# [Aim of the task]
Put the lines of the listing into a JSON list of strings, one string per line and with blank lines omitted, starting with the line containing "Each <instance> block" and continuing through the line containing "box: [297, 201, 938, 718]", both included.

# [Material for this exercise]

● ● ● ●

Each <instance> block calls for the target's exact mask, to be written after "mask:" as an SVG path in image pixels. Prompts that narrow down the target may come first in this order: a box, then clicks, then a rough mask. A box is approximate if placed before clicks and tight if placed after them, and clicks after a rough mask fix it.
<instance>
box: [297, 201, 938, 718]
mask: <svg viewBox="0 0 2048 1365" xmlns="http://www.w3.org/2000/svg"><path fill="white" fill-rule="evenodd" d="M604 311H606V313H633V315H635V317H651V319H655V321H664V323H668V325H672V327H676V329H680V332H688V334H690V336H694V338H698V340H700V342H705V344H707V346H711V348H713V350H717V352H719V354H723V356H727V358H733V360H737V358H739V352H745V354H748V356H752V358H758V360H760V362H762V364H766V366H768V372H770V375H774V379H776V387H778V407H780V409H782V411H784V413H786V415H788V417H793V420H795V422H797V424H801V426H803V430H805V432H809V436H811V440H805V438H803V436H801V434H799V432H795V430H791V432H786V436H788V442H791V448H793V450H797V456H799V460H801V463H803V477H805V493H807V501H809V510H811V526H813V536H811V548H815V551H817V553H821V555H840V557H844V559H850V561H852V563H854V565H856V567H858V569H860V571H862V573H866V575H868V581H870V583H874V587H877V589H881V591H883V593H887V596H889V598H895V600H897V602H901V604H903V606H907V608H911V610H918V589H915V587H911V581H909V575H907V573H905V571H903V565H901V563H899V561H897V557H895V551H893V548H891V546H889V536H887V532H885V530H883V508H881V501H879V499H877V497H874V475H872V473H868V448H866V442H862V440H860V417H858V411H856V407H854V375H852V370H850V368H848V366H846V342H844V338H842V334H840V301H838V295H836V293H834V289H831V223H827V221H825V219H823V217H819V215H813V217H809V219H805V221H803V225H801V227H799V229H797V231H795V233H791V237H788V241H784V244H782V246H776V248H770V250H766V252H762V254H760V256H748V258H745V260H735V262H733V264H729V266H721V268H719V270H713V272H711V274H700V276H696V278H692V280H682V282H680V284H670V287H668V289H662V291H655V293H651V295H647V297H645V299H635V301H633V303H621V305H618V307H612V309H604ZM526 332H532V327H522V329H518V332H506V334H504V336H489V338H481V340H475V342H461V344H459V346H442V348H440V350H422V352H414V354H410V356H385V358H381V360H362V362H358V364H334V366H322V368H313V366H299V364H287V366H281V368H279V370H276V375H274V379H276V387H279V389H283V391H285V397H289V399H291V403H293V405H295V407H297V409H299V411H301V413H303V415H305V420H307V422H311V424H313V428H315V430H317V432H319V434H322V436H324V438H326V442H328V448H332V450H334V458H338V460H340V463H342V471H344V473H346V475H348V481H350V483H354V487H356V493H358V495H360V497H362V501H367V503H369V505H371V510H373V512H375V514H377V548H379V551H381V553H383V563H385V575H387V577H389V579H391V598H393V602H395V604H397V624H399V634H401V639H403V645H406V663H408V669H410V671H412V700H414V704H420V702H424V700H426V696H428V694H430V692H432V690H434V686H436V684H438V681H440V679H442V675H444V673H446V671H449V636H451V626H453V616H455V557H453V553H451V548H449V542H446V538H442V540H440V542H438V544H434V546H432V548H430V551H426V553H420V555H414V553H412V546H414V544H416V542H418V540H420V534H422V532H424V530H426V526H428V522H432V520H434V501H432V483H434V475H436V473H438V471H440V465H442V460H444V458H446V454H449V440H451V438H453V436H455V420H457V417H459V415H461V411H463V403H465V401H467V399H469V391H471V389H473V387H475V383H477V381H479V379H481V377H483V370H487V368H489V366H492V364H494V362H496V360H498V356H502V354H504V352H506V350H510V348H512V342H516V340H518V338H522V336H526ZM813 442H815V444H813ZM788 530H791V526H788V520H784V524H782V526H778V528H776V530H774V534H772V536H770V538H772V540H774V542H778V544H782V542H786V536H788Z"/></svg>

● ● ● ●

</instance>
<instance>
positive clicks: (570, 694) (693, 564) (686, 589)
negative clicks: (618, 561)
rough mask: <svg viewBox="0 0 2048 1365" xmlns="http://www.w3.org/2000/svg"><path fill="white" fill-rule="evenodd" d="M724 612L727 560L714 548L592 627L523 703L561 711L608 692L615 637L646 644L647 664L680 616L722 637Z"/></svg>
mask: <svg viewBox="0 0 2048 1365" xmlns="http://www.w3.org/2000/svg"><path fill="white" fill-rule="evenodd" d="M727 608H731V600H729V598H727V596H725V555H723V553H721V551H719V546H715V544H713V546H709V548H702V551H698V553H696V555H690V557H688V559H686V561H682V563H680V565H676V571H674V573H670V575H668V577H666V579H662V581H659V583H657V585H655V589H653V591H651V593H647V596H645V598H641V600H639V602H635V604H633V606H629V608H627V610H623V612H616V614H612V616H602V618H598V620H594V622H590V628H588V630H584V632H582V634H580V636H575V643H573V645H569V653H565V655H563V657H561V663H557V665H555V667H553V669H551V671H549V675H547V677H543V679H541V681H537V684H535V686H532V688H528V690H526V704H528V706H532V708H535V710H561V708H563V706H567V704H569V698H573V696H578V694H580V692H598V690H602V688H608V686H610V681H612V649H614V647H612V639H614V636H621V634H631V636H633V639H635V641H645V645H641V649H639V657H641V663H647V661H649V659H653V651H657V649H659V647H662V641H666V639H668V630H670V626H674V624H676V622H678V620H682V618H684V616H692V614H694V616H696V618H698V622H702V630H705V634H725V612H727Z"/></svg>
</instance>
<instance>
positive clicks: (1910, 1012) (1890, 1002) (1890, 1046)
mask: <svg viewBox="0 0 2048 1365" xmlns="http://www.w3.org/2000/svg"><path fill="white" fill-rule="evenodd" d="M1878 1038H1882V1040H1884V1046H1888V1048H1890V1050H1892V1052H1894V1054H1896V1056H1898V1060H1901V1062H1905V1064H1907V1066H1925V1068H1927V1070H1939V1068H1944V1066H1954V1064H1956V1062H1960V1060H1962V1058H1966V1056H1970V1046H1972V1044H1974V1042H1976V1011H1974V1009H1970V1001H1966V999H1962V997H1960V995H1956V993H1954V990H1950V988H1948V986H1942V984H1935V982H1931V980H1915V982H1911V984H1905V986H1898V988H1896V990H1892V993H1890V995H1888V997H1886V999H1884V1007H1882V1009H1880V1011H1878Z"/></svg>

● ● ● ●

# [Task output]
[
  "Each <instance> block calls for the target's exact mask, to be written after \"mask:\" as an SVG path in image pixels. Prompts that narrow down the target may come first in this order: a box, then clicks, then a rough mask. A box is approximate if placed before clicks and tight if placed after them, and clicks after a rough mask fix it.",
  "<instance>",
  "box: [297, 201, 938, 718]"
]